● **Record extracts**
═══

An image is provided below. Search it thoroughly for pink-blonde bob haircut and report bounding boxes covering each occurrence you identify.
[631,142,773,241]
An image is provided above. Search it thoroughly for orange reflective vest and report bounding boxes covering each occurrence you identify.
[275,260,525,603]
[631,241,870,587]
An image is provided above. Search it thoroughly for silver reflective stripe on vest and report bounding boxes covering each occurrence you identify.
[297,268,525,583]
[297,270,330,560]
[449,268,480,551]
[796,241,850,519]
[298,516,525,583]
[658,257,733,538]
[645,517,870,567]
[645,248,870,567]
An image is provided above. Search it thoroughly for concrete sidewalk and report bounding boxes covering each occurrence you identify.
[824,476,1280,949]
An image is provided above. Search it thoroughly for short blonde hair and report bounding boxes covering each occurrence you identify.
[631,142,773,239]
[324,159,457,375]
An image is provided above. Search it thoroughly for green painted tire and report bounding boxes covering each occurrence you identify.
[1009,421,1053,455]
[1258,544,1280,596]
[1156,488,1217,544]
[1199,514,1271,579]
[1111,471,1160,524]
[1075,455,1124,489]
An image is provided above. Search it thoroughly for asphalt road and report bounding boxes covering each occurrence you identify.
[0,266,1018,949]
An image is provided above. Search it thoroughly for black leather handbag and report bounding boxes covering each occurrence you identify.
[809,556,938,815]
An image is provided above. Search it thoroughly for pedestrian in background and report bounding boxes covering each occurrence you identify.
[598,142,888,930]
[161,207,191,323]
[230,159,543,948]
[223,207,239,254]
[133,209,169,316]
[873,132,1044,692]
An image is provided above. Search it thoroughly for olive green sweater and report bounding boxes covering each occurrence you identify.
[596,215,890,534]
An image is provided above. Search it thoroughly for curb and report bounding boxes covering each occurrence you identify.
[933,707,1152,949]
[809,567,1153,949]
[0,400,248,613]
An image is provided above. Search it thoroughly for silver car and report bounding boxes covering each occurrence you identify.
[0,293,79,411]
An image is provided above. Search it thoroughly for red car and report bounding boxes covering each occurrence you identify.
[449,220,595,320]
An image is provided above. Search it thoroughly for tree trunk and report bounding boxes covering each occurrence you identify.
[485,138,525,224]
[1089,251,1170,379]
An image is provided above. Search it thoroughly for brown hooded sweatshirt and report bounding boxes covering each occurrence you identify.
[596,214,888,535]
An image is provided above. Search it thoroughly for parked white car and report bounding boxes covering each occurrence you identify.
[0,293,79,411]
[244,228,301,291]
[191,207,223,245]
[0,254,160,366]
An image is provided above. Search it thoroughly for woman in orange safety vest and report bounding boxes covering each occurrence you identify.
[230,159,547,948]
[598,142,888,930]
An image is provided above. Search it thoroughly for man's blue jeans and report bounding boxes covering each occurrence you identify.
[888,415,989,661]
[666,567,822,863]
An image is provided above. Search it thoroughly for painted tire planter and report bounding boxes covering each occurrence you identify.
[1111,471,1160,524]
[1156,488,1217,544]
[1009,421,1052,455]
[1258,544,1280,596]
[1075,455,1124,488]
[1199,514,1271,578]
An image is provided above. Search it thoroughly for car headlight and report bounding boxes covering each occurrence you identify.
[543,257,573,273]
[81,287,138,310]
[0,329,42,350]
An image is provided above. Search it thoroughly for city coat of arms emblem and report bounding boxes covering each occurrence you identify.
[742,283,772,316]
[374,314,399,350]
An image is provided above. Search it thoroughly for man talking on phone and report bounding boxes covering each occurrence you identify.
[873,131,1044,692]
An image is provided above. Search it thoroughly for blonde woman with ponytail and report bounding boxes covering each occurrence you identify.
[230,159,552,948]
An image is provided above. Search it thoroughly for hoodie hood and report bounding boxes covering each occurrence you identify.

═══

● **What is asked**
Copy the entries word for word, starting at the first line and ending at the line that contains "[1075,455,1124,489]", with both of those lines included.

● **Solution below**
An image is provided below. Search it thoroughly for pink-blonde bob haircut and report bounding boxes covering each occurrence you identify.
[631,142,773,241]
An image is provided above. Search it thoroughly for orange reflective vest and report bounding boxes covering each occurrence you identify.
[275,260,525,603]
[631,241,870,587]
An image is provided above. Search it thoroughly for silver reflective stripe on vest and report bounding boxes covering each occurrence you identify.
[297,268,525,583]
[297,270,330,560]
[449,268,480,551]
[796,241,850,519]
[298,516,525,583]
[658,257,733,538]
[645,517,870,567]
[645,248,870,567]
An image is provided above. Search it thoroughly for concrete sidewalk and report bounding boxes covering each occurrence you identify.
[824,476,1280,949]
An image is provided above. Search it thoroughly for short blonde hair and report bounding boxes covering each occurrence you identify.
[631,142,773,239]
[324,159,457,375]
An image is provided above. Search it thoroughly for green painted tire and report bounding boxes covering each occurrence you identify.
[1009,421,1053,455]
[1258,544,1280,596]
[1156,488,1217,544]
[1199,514,1271,579]
[1111,471,1160,524]
[1075,455,1124,489]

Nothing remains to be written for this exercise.